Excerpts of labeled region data
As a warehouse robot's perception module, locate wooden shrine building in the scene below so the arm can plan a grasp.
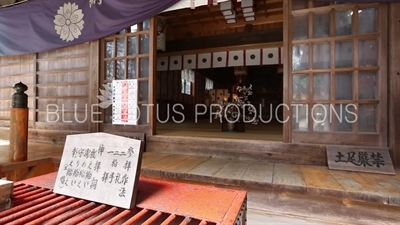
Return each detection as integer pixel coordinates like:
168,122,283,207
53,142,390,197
0,0,400,168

**TO DO:** Reproduce the material above word for word, leaving out the pictures.

**ANSWER TO THE EXERCISE:**
As a warehouse robot's perception module, locate wooden shrine building in the scene below so the arm can plan a grasp.
Return each detection as integer pixel coordinates like:
168,122,283,207
53,142,390,197
0,0,400,168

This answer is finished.